◆ **To do**: Rewrite the listing below with "rock outcrop" updated to "cliff face" and every other part left unchanged. Omit the pictures from your answer.

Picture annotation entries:
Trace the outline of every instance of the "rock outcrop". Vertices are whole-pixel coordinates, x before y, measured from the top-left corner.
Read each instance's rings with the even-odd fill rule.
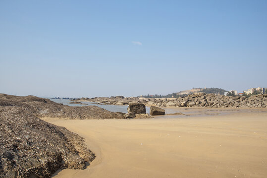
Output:
[[[131,103],[127,109],[128,113],[133,112],[134,114],[146,114],[146,106],[142,103]]]
[[[150,107],[150,114],[152,116],[164,115],[165,110],[158,107],[151,106],[151,107]]]
[[[203,92],[194,93],[185,97],[170,99],[150,99],[150,103],[158,107],[205,107],[213,108],[266,108],[267,94],[247,97],[227,96]]]
[[[22,107],[0,106],[0,136],[1,178],[50,178],[59,169],[84,169],[95,157],[81,136]]]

◆ **Solution for this problem**:
Trace the outline of every instance of the "cliff face". Vertices are whole-pixel coordinates, x before y, measured from the top-left corner.
Read each instance's rings with the even-odd fill rule.
Output:
[[[131,103],[127,109],[128,113],[133,112],[134,114],[146,114],[146,106],[142,103]]]
[[[150,107],[150,114],[152,116],[164,115],[165,110],[158,107],[151,106],[151,107]]]
[[[203,92],[194,93],[185,97],[170,99],[150,99],[150,103],[158,107],[205,107],[213,108],[266,108],[267,94],[247,97],[227,96]]]
[[[22,107],[0,106],[0,136],[1,178],[50,178],[59,169],[84,169],[95,157],[81,136]]]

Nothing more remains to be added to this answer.